▸ **Texte fourni**:
+ + + +
Les jeunes et les chimistes. C'est eux qui font la culture de la drogue. Albert Hoffman et Bobby Gillespie. Walter White et Jesse Pinkman.

Les jeunes et les chimistes. C'est eux qui font la culture de la drogue. Albert Hoffman et Bobby Gillespie. Walter White et Jesse Pinkman. Ouais, l’avenir de la défonce repose sur ces génies et sur des petits branleurs. Tout se joue entre les kids et les chimistes. Et aussi sur une bande de dealers complètement tarés, c’est vrai.
+ + + +
▸ **Matériel fourni**:
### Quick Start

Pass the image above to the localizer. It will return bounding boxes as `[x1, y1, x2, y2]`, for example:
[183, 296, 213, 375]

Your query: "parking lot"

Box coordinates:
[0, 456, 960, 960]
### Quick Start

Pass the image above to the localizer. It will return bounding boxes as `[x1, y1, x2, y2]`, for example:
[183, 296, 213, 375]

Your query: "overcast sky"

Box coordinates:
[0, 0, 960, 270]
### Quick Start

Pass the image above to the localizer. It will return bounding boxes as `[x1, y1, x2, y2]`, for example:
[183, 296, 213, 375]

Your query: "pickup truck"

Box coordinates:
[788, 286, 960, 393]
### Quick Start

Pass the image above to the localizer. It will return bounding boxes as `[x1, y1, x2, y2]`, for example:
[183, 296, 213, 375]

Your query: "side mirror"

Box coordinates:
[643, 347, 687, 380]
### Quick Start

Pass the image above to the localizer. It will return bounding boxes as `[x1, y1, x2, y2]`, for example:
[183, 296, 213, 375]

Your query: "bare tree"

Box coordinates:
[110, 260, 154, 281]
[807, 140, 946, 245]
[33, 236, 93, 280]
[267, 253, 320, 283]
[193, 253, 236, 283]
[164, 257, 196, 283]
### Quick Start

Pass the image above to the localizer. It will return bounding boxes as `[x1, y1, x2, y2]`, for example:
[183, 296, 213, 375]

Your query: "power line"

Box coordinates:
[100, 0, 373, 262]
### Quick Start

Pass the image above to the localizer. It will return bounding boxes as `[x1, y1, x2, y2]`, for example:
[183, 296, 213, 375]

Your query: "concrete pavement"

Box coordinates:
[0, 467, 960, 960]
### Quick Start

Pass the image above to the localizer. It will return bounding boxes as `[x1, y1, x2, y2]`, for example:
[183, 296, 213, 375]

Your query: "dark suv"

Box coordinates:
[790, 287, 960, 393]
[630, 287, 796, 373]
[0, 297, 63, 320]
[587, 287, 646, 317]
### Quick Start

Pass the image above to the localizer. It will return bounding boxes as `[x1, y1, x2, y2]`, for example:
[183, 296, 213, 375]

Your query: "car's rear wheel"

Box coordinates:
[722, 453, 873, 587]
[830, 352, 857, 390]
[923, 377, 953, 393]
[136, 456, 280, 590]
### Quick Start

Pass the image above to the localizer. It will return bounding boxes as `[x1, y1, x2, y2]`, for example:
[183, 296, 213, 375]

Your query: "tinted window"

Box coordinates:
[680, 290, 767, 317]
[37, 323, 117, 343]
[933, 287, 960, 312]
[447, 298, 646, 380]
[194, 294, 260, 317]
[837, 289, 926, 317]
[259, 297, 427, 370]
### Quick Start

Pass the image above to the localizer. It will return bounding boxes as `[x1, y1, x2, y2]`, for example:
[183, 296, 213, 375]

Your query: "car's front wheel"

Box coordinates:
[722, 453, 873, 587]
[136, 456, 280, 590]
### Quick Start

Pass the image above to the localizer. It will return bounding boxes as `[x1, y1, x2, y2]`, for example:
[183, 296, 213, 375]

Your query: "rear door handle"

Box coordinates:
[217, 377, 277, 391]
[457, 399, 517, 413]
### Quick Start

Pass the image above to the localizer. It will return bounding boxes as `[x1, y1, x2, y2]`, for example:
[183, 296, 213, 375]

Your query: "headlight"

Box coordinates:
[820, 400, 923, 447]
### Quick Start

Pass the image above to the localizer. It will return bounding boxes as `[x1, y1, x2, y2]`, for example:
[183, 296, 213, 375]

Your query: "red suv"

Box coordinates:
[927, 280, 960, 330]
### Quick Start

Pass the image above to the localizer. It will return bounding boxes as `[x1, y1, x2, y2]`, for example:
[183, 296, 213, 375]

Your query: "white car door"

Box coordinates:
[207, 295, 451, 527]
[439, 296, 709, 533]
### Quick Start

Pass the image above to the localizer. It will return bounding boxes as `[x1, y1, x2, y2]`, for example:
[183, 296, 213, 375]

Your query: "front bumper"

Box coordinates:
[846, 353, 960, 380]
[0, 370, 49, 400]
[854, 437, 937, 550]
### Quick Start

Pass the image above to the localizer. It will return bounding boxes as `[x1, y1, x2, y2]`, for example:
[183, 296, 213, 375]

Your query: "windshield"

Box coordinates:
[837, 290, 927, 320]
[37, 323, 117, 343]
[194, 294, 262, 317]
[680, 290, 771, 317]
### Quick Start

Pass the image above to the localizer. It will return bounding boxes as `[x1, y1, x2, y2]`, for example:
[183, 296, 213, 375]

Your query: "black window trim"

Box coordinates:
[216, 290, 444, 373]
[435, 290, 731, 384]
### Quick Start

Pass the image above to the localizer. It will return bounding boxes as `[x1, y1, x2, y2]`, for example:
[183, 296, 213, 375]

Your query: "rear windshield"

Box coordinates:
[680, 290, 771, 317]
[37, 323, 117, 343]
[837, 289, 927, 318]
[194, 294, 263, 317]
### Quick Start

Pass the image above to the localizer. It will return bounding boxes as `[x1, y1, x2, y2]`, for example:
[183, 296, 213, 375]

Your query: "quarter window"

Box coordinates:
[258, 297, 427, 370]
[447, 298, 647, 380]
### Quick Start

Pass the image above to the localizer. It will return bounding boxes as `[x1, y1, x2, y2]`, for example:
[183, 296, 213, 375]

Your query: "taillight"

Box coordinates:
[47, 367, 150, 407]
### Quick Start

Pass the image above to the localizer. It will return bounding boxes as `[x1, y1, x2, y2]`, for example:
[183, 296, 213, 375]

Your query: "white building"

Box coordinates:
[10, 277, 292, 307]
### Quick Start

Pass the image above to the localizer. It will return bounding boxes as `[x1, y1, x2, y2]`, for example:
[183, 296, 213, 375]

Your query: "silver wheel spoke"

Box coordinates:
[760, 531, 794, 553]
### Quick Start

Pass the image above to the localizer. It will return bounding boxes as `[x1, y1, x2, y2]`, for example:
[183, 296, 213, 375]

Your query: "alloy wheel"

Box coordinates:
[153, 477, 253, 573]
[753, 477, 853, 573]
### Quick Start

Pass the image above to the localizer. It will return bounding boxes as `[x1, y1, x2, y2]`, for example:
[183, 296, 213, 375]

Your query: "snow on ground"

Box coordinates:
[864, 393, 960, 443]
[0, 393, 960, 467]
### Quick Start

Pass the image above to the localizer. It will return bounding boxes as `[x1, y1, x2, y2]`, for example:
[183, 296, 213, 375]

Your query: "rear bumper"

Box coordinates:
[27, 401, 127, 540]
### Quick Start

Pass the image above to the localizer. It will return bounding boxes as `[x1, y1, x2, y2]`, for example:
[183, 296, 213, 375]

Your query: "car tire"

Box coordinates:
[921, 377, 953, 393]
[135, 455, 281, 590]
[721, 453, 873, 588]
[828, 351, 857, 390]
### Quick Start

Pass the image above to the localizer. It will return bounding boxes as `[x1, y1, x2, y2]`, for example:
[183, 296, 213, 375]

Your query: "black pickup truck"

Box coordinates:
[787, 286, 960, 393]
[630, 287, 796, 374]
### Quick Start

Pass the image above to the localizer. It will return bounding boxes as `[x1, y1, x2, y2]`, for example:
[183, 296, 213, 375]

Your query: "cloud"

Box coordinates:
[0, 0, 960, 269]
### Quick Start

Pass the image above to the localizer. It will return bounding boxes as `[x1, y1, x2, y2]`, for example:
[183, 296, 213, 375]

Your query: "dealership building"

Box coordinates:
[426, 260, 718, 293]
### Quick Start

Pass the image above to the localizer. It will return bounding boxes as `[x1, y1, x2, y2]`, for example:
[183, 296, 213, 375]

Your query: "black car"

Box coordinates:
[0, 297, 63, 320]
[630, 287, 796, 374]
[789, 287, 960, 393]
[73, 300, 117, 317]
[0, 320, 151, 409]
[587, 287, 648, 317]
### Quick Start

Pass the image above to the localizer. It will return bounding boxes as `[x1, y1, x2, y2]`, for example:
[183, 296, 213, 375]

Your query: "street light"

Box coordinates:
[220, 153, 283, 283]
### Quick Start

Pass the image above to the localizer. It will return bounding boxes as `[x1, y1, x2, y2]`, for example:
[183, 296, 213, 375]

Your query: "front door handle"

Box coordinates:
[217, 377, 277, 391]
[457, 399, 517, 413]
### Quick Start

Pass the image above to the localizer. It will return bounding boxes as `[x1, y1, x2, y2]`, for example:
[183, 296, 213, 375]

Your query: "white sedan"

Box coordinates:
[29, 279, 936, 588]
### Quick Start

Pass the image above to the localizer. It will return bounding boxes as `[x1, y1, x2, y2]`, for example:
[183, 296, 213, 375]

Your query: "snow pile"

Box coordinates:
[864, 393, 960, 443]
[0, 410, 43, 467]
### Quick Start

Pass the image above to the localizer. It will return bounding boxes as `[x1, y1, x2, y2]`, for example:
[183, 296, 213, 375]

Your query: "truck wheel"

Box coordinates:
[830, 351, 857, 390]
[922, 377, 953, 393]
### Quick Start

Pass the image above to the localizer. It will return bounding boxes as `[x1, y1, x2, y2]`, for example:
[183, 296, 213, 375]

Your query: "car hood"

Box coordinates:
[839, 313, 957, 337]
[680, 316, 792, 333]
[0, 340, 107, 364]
+ + + +
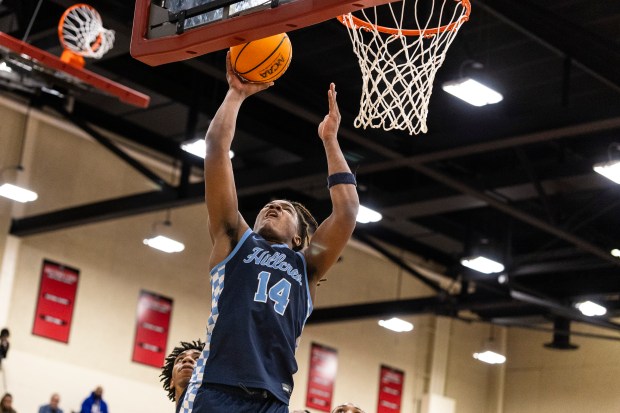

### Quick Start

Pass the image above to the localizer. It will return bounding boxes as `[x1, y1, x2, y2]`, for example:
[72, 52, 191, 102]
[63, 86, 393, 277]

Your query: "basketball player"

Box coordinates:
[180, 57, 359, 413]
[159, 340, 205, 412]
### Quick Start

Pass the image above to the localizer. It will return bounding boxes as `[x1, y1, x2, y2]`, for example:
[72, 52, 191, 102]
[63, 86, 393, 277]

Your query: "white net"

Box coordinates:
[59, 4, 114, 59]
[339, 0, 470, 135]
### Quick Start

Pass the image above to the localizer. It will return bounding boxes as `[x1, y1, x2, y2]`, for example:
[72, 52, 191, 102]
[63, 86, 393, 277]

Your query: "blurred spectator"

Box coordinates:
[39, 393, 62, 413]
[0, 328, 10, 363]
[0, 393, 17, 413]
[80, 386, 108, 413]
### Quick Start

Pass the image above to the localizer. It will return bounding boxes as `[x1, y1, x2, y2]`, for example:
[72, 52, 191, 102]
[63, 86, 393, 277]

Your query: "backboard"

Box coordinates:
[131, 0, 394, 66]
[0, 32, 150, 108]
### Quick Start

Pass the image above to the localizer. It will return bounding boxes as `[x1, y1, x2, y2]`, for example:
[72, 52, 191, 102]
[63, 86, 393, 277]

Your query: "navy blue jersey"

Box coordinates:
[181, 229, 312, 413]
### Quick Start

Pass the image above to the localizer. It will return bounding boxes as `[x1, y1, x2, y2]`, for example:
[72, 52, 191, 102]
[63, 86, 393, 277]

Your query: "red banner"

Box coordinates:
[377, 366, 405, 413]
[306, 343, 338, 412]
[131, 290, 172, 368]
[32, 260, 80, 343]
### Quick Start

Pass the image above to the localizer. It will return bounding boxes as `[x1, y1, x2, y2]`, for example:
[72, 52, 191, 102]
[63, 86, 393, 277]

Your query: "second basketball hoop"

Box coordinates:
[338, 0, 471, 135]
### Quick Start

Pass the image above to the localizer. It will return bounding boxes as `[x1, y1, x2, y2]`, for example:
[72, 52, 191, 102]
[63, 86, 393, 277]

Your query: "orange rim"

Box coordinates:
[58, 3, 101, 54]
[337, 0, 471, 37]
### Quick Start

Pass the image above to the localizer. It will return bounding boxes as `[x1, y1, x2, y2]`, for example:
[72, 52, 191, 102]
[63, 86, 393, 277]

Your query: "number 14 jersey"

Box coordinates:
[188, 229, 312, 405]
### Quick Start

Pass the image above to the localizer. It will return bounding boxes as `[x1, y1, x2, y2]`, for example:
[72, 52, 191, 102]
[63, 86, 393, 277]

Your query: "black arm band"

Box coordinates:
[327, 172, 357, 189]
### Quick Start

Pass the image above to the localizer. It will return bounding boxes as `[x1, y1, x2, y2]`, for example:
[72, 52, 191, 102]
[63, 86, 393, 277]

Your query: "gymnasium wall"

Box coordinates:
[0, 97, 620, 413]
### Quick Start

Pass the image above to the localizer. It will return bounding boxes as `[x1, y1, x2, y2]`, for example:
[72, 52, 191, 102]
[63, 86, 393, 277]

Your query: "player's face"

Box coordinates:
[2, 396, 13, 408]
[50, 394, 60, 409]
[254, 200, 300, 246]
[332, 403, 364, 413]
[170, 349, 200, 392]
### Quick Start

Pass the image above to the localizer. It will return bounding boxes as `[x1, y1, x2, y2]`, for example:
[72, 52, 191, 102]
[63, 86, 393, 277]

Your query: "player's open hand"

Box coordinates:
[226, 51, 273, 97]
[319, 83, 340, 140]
+ + + +
▸ **Tâche à réaliser**: Poursuivez le texte sur la culture de la drogue après sa dernière phrase.

▸ **Réponse à la tâche**:
On a tous compris que la culture populaire était dominée par une armée de blaireaux en chemises Arrow. On sait aussi que les filles se mettent plus facilement seins nus dans un jacuzzi contre la promesse d'un hashtag Twitter ou d'un follow back sur Tumblr qu’au milieu d’un groupe de catholiques intégristes. Pourtant, les jeunes restent le meilleur moyen de populariser et de diffuser de nouvelles drogues. Notre rapport à la drogue a toujours été largement influencé par l’image qu’en renvoyaient les médias, les glorifiant rarement et brandissant généralement le spectre de la violence, de la débauche et de la déchéance sociale. C’est la capacité de cette contre-culture à se sauver d’elle-même et à évoluer qui déterminera la qualité des drogues de synthèse qu’on absorbera dans les dix années à venir et qui décidera si nos vendredis soir vaudront la peine qu’on les attende fébrilement.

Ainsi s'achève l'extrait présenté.